ドイツの有名人の転落を扱った記事から、「サッカー界の大御所の脱税事件」から「の栄光には大きな傷が付いた。」までを一字一句変えずにすべて抜き出せ。

▸ **掲載本文**

<<<<

ジャパンダイジェスト

ドイツの落ちた偶像たち

メディアの表舞台で脚光を浴びる有名人たち。新聞、テレビ、雑誌はこうした「セレブ」なしには生きていけない。だが彼らの中には、栄光の頂点から突然、真っ逆さまに転落する人々がいる。

サッカー界の大御所の脱税事件

バイエルン・ミュンヘンのヘーネス会長
バイエルン・ミュンヘンのヘーネス会長。
4月23日、欧州CL準決勝バイエルン対
バルセロナ(スペイン)の試合にて

ウリ・ヘーネス(61)は、まさにその1人だ。彼は、ブンデスリーガで人気の高いサッカーチーム「FCバイエルン・ミュンヘン」のゼネラルマネジャーである。

今年4月にメディアの報道によって、スイスの銀行に320万ユーロ(4億1600万円・1ユーロ=130円換算)の資産を隠し持って脱税していたことが発覚。ヘーネスは、ドイツで最も有名なスポーツ業界人で、メルケル首相など多くの政治家とも知己がある。名選手だったヘーネスは、ニュルンベルクのソーセージ・メーカーを経営する実業家としても有名だ。

テレビのトークショーなどに出演し、スポーツの話題だけではなく銀行危機など、専門外の時事問題についても発言する「ご意見番」としても人気があった。そうしたマスコミの寵児が、脱税の罪で検察庁に起訴されたことは、サッカーファンだけでなく多くの市民に衝撃を与えた。320万ユーロの内、290万ユーロについては時効になっているため、量刑は軽いものになると見られているが、その栄光には大きな傷が付いた。

財界のご意見番の転落

脱税で転落した著名人と言えば、ドイチェ・ポストの社長だったクラウス・ツムヴィンケル(69)を忘れることはできない。

>>>>

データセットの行

<<<<

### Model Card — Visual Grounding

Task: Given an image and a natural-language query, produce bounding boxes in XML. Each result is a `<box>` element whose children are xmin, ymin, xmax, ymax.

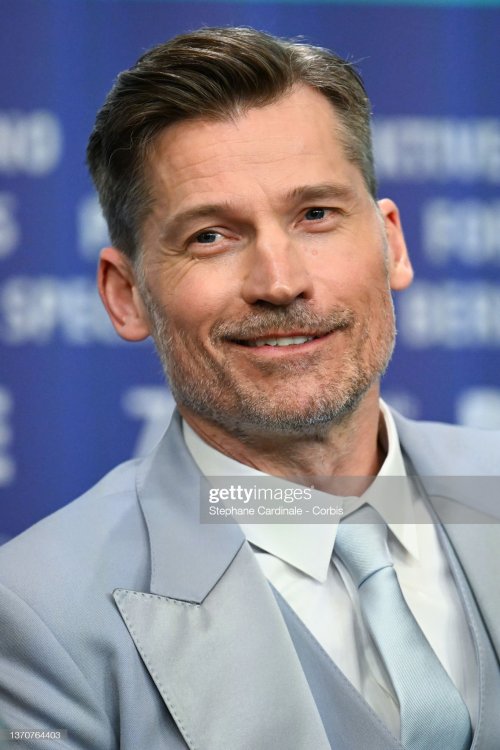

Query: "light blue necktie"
<box><xmin>335</xmin><ymin>505</ymin><xmax>472</xmax><ymax>750</ymax></box>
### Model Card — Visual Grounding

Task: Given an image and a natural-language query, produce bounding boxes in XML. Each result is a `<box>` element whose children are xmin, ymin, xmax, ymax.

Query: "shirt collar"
<box><xmin>182</xmin><ymin>400</ymin><xmax>418</xmax><ymax>582</ymax></box>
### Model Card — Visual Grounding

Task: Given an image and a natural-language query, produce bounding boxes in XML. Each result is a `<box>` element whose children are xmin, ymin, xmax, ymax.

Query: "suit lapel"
<box><xmin>114</xmin><ymin>416</ymin><xmax>330</xmax><ymax>750</ymax></box>
<box><xmin>394</xmin><ymin>414</ymin><xmax>500</xmax><ymax>655</ymax></box>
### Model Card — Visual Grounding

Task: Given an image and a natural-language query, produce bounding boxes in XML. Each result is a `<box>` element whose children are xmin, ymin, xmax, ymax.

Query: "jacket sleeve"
<box><xmin>0</xmin><ymin>583</ymin><xmax>118</xmax><ymax>750</ymax></box>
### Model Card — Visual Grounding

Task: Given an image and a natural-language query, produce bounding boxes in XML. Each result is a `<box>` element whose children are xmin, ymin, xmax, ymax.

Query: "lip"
<box><xmin>229</xmin><ymin>331</ymin><xmax>335</xmax><ymax>357</ymax></box>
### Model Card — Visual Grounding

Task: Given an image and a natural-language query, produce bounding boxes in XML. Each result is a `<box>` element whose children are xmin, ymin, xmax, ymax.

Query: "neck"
<box><xmin>179</xmin><ymin>387</ymin><xmax>385</xmax><ymax>478</ymax></box>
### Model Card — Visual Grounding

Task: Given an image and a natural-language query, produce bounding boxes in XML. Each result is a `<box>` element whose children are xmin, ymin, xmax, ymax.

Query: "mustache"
<box><xmin>210</xmin><ymin>307</ymin><xmax>355</xmax><ymax>341</ymax></box>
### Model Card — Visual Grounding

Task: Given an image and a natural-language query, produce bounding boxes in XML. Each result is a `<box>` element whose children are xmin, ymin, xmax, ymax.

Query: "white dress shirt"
<box><xmin>183</xmin><ymin>401</ymin><xmax>478</xmax><ymax>737</ymax></box>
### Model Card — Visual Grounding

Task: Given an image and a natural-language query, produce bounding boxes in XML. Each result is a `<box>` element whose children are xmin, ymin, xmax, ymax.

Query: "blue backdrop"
<box><xmin>0</xmin><ymin>0</ymin><xmax>500</xmax><ymax>538</ymax></box>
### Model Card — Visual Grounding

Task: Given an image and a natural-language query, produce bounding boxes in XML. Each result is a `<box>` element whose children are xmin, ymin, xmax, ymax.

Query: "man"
<box><xmin>0</xmin><ymin>29</ymin><xmax>500</xmax><ymax>750</ymax></box>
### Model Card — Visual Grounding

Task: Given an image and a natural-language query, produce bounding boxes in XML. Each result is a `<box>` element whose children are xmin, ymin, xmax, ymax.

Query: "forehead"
<box><xmin>148</xmin><ymin>86</ymin><xmax>362</xmax><ymax>209</ymax></box>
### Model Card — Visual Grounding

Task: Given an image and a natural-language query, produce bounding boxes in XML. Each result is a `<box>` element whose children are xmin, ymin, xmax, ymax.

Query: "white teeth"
<box><xmin>248</xmin><ymin>336</ymin><xmax>314</xmax><ymax>346</ymax></box>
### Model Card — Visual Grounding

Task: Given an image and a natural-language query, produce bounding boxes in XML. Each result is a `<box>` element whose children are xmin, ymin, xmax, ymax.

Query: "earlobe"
<box><xmin>378</xmin><ymin>198</ymin><xmax>413</xmax><ymax>291</ymax></box>
<box><xmin>97</xmin><ymin>247</ymin><xmax>150</xmax><ymax>341</ymax></box>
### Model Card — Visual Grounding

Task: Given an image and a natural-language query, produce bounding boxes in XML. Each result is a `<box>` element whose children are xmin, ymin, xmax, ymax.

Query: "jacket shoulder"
<box><xmin>393</xmin><ymin>412</ymin><xmax>500</xmax><ymax>476</ymax></box>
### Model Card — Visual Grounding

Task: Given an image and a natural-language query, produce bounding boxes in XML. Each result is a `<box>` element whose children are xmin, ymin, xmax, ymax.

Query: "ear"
<box><xmin>378</xmin><ymin>198</ymin><xmax>413</xmax><ymax>291</ymax></box>
<box><xmin>97</xmin><ymin>247</ymin><xmax>150</xmax><ymax>341</ymax></box>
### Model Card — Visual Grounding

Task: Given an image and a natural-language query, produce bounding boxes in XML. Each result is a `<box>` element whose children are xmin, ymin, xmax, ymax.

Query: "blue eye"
<box><xmin>304</xmin><ymin>208</ymin><xmax>328</xmax><ymax>221</ymax></box>
<box><xmin>195</xmin><ymin>232</ymin><xmax>220</xmax><ymax>245</ymax></box>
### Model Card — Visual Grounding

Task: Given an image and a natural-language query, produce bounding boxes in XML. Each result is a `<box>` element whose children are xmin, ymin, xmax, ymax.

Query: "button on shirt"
<box><xmin>183</xmin><ymin>401</ymin><xmax>478</xmax><ymax>737</ymax></box>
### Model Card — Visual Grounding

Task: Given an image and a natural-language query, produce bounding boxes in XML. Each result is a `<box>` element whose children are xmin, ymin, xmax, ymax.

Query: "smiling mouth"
<box><xmin>235</xmin><ymin>331</ymin><xmax>330</xmax><ymax>348</ymax></box>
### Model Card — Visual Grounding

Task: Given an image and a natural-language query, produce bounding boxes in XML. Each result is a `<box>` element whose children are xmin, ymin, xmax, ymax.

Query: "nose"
<box><xmin>242</xmin><ymin>228</ymin><xmax>312</xmax><ymax>306</ymax></box>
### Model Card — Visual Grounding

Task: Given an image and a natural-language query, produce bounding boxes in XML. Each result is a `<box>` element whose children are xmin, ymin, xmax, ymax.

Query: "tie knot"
<box><xmin>335</xmin><ymin>505</ymin><xmax>393</xmax><ymax>588</ymax></box>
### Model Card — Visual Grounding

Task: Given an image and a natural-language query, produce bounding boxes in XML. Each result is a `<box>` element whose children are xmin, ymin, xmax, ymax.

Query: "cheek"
<box><xmin>162</xmin><ymin>263</ymin><xmax>237</xmax><ymax>336</ymax></box>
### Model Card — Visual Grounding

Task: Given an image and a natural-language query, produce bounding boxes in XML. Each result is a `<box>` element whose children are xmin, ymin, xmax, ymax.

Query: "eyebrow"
<box><xmin>161</xmin><ymin>182</ymin><xmax>357</xmax><ymax>239</ymax></box>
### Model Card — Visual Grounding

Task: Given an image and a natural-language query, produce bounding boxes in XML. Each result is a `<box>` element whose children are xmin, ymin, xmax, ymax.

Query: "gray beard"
<box><xmin>141</xmin><ymin>289</ymin><xmax>395</xmax><ymax>440</ymax></box>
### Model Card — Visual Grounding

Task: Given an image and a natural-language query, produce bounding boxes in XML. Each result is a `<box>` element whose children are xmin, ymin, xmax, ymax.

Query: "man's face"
<box><xmin>136</xmin><ymin>87</ymin><xmax>410</xmax><ymax>434</ymax></box>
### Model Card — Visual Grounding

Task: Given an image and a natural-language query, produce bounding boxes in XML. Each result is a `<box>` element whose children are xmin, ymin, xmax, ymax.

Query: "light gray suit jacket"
<box><xmin>0</xmin><ymin>415</ymin><xmax>500</xmax><ymax>750</ymax></box>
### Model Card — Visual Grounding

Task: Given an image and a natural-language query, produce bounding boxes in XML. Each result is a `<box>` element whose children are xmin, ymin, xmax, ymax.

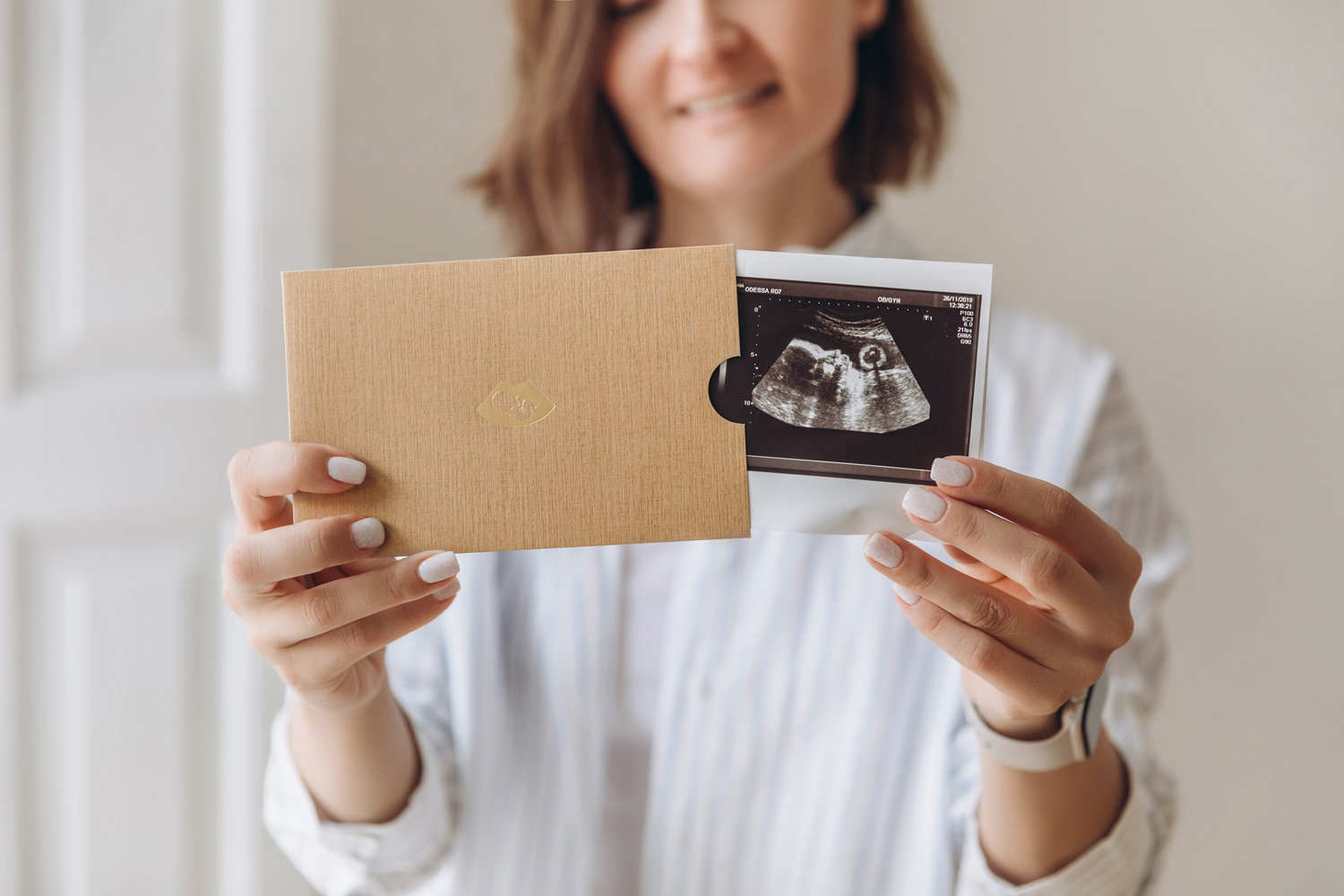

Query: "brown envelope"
<box><xmin>284</xmin><ymin>246</ymin><xmax>750</xmax><ymax>556</ymax></box>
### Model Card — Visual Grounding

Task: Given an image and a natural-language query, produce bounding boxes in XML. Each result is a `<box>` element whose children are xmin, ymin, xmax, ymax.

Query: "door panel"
<box><xmin>0</xmin><ymin>0</ymin><xmax>327</xmax><ymax>896</ymax></box>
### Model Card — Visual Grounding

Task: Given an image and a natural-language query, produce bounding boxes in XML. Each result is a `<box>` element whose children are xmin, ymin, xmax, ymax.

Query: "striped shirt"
<box><xmin>265</xmin><ymin>208</ymin><xmax>1187</xmax><ymax>896</ymax></box>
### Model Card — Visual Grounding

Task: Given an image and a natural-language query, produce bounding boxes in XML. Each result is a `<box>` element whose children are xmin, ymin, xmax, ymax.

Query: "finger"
<box><xmin>898</xmin><ymin>574</ymin><xmax>1053</xmax><ymax>696</ymax></box>
<box><xmin>228</xmin><ymin>442</ymin><xmax>367</xmax><ymax>533</ymax></box>
<box><xmin>223</xmin><ymin>514</ymin><xmax>386</xmax><ymax>597</ymax></box>
<box><xmin>943</xmin><ymin>544</ymin><xmax>1008</xmax><ymax>584</ymax></box>
<box><xmin>314</xmin><ymin>557</ymin><xmax>397</xmax><ymax>584</ymax></box>
<box><xmin>265</xmin><ymin>551</ymin><xmax>460</xmax><ymax>649</ymax></box>
<box><xmin>865</xmin><ymin>532</ymin><xmax>1074</xmax><ymax>664</ymax></box>
<box><xmin>903</xmin><ymin>487</ymin><xmax>1113</xmax><ymax>624</ymax></box>
<box><xmin>932</xmin><ymin>457</ymin><xmax>1139</xmax><ymax>581</ymax></box>
<box><xmin>281</xmin><ymin>588</ymin><xmax>459</xmax><ymax>686</ymax></box>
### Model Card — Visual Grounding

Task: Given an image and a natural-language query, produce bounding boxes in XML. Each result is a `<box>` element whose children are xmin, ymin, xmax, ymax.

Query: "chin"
<box><xmin>656</xmin><ymin>141</ymin><xmax>808</xmax><ymax>199</ymax></box>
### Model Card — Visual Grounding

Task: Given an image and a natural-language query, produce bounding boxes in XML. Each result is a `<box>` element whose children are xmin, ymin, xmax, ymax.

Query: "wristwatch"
<box><xmin>962</xmin><ymin>672</ymin><xmax>1110</xmax><ymax>771</ymax></box>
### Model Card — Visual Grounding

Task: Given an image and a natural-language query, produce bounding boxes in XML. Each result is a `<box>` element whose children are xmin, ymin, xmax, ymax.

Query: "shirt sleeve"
<box><xmin>263</xmin><ymin>625</ymin><xmax>459</xmax><ymax>896</ymax></box>
<box><xmin>957</xmin><ymin>372</ymin><xmax>1188</xmax><ymax>896</ymax></box>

>>>>

▸ **練習問題の解答**
サッカー界の大御所の脱税事件

バイエルン・ミュンヘンのヘーネス会長
バイエルン・ミュンヘンのヘーネス会長。
4月23日、欧州CL準決勝バイエルン対
バルセロナ(スペイン)の試合にて

ウリ・ヘーネス(61)は、まさにその1人だ。彼は、ブンデスリーガで人気の高いサッカーチーム「FCバイエルン・ミュンヘン」のゼネラルマネジャーである。

今年4月にメディアの報道によって、スイスの銀行に320万ユーロ(4億1600万円・1ユーロ=130円換算)の資産を隠し持って脱税していたことが発覚。ヘーネスは、ドイツで最も有名なスポーツ業界人で、メルケル首相など多くの政治家とも知己がある。名選手だったヘーネスは、ニュルンベルクのソーセージ・メーカーを経営する実業家としても有名だ。

テレビのトークショーなどに出演し、スポーツの話題だけではなく銀行危機など、専門外の時事問題についても発言する「ご意見番」としても人気があった。そうしたマスコミの寵児が、脱税の罪で検察庁に起訴されたことは、サッカーファンだけでなく多くの市民に衝撃を与えた。320万ユーロの内、290万ユーロについては時効になっているため、量刑は軽いものになると見られているが、その栄光には大きな傷が付いた。